* START Data for processing *

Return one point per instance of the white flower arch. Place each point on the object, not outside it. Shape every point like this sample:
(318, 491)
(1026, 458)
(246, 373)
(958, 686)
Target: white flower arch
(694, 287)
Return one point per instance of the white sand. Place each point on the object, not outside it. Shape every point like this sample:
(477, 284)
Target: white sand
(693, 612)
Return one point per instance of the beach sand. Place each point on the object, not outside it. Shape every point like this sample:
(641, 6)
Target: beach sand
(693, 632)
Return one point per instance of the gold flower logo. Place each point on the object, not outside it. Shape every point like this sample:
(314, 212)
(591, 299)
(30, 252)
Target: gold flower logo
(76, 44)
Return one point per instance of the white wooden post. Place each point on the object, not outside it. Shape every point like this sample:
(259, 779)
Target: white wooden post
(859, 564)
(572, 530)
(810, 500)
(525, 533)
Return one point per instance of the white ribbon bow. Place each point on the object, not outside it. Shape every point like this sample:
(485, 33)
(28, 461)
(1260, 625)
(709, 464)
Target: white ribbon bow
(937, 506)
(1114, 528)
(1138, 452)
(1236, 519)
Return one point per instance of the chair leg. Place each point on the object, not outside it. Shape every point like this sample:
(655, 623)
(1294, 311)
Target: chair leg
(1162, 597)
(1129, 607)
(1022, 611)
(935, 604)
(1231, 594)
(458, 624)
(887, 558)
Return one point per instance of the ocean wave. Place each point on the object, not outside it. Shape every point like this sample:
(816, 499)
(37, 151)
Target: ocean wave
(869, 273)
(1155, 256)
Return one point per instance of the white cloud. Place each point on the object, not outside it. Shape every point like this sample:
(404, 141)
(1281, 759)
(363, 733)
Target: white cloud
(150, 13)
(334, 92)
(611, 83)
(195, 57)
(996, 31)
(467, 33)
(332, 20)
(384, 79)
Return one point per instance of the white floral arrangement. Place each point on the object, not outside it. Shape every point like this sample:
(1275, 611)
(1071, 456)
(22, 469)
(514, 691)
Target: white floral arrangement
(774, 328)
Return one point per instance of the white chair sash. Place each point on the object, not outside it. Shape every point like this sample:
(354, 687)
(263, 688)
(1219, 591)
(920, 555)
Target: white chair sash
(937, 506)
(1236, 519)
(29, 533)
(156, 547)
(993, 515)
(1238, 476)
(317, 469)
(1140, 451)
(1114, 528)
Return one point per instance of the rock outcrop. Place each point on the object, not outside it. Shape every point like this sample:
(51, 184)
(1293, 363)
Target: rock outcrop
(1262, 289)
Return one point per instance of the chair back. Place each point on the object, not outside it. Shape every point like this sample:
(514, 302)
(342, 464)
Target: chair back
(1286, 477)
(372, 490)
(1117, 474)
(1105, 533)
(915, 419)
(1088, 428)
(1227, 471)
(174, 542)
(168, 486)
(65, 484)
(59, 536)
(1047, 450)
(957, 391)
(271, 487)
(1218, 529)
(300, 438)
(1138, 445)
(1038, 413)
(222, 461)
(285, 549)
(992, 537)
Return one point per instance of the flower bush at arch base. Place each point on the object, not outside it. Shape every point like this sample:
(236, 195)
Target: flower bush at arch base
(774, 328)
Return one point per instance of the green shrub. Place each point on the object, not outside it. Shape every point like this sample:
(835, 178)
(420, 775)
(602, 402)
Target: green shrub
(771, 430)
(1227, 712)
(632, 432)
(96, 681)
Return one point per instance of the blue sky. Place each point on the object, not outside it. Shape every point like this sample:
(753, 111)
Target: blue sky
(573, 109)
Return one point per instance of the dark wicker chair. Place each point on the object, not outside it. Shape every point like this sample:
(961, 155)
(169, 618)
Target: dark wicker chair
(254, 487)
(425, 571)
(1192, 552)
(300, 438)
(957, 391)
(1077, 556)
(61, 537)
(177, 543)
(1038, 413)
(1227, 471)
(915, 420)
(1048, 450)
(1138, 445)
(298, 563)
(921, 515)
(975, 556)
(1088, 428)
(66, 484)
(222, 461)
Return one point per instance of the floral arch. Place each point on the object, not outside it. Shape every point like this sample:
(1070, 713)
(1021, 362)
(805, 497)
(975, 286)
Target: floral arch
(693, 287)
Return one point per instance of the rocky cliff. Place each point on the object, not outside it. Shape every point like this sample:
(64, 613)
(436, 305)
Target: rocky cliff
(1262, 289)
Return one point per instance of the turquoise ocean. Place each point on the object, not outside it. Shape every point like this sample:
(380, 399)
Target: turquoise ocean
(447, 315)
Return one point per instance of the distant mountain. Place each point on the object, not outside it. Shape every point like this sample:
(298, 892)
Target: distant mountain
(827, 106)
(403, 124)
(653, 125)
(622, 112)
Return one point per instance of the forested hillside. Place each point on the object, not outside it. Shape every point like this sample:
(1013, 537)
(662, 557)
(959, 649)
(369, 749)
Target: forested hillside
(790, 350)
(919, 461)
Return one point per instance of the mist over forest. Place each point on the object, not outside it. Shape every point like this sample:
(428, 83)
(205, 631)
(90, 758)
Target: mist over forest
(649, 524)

* END Data for processing *

Do this
Rewrite all of the material above, replacing every "sample" with "template" and leaving everything else untouched.

Response below
Return one point per instance of the white flower arch. Place each point on the object, not outside it. Shape every point like this template:
(318, 491)
(1026, 458)
(246, 373)
(958, 686)
Target: white flower arch
(694, 287)
Return one point per instance of the white sand. Place each point on the object, not outside it. Shape every point like this template:
(477, 284)
Target: white sand
(693, 612)
Return one point per instance of the beach sand. Place each point on the object, not outside it. Shape every point like this template:
(641, 6)
Target: beach sand
(693, 632)
Return one point per instance of the gold flower logo. Place each point on the object, not outside it. Shape every point like this template:
(314, 212)
(591, 299)
(30, 252)
Target: gold flower logo
(76, 44)
Return one point per instance of the white wooden post. Place each point on the object, not outside it. Shape every point like this template:
(259, 779)
Target: white wooden post
(859, 564)
(572, 530)
(810, 500)
(525, 533)
Return one point per instance of the white ribbon bow. Place each point on the object, not outside it. Shape every point like this template:
(485, 33)
(28, 461)
(1260, 625)
(709, 464)
Target: white ribbon bow
(937, 506)
(1114, 528)
(1138, 452)
(1236, 519)
Return one point per instance of the chair leg. Place each point on the object, not outside it. Shape every point like this template:
(655, 623)
(1294, 311)
Target: chair leg
(1162, 597)
(1129, 607)
(1022, 611)
(935, 604)
(1231, 594)
(458, 624)
(887, 558)
Return one point per instance of the ocean wave. Place each point on the object, not outside it. Shape every point like this template:
(816, 499)
(37, 151)
Target: ocean wave
(869, 273)
(1155, 256)
Return one point per instance of the white cloud. Place each point on the object, not outside it. Shape every point like this template:
(404, 141)
(1281, 759)
(363, 733)
Target: white cloud
(150, 13)
(334, 92)
(611, 83)
(195, 57)
(996, 31)
(467, 33)
(332, 20)
(384, 79)
Return one point per instance of the white floral arrangement. Place each point on the object, not outside it. Shape every point like this template:
(1275, 611)
(1071, 456)
(22, 469)
(514, 691)
Target: white floral arrangement
(774, 328)
Return one point per instance of the white chair sash. Place each point on the object, not outside it. Shape every point like this template:
(354, 687)
(263, 688)
(1219, 591)
(920, 555)
Target: white chair sash
(937, 506)
(1236, 519)
(29, 533)
(156, 547)
(993, 515)
(1238, 476)
(317, 469)
(1140, 451)
(1114, 528)
Return one point per instance of the rock outcrop. Place each point on the object, not outside it. Shape every point like this template:
(51, 184)
(1293, 363)
Target: rock outcrop
(1262, 289)
Return one point per instance of the chair back. Place each point on the object, not outside it. Shape every point like this template:
(514, 302)
(342, 464)
Target: chair back
(1286, 477)
(372, 490)
(1117, 474)
(1105, 533)
(915, 419)
(1088, 428)
(1227, 471)
(174, 542)
(168, 486)
(65, 484)
(59, 536)
(1047, 450)
(957, 391)
(271, 487)
(1218, 529)
(300, 438)
(1138, 445)
(1038, 413)
(222, 461)
(285, 549)
(992, 537)
Return one point per instance of the flower bush at arch base. Place each point on the object, not outside it. Shape every point like this template:
(236, 195)
Target: flower bush at arch base
(774, 328)
Return one point per instance of the green shrub. Place each point on the object, not outside it. Shape every point like this template:
(835, 178)
(420, 775)
(602, 402)
Target: green shrub
(771, 430)
(1227, 712)
(632, 432)
(96, 681)
Return one point per instance of the blue sky. Place each point on the object, not outside it. Shape every point like this template:
(753, 111)
Target: blue sky
(573, 109)
Return one point per instance of the dark wicker chair. Place each point on the object, not outside it. Shape every point like this template:
(961, 155)
(169, 618)
Target: dark wicker chair
(254, 487)
(425, 571)
(1192, 552)
(300, 438)
(957, 391)
(1077, 556)
(61, 537)
(177, 543)
(1038, 413)
(1227, 471)
(915, 420)
(1048, 450)
(1138, 445)
(298, 563)
(921, 515)
(975, 556)
(1088, 428)
(66, 484)
(222, 461)
Return one point per instance of the floral arch. Place each point on the object, not outside it. Shape every point like this template:
(1070, 713)
(1021, 362)
(805, 497)
(975, 286)
Target: floral arch
(693, 287)
Return one point per instance of the rocky cliff. Place each point on the object, not outside it. Shape every point like this template:
(64, 613)
(436, 305)
Target: rocky cliff
(1262, 289)
Return one point per instance of the turquoise ocean. Place each point on the object, not outside it. Shape every point like this template:
(380, 399)
Target: turquoise ocean
(447, 315)
Return one point per instance of the distant mountain. Place each point on the object, not outside it. Shape every point like this template:
(298, 892)
Target: distant mountain
(827, 106)
(403, 124)
(653, 125)
(622, 112)
Return one point per instance of the forested hillside. Place each point on the object, not outside it. Shape every point like this template:
(1013, 537)
(662, 557)
(959, 649)
(369, 749)
Target: forested hillside
(790, 350)
(919, 461)
Return one point per instance of the mist over forest. Place each point on the object, not outside it. Shape every point like this template:
(428, 83)
(205, 631)
(90, 758)
Target: mist over forest
(649, 524)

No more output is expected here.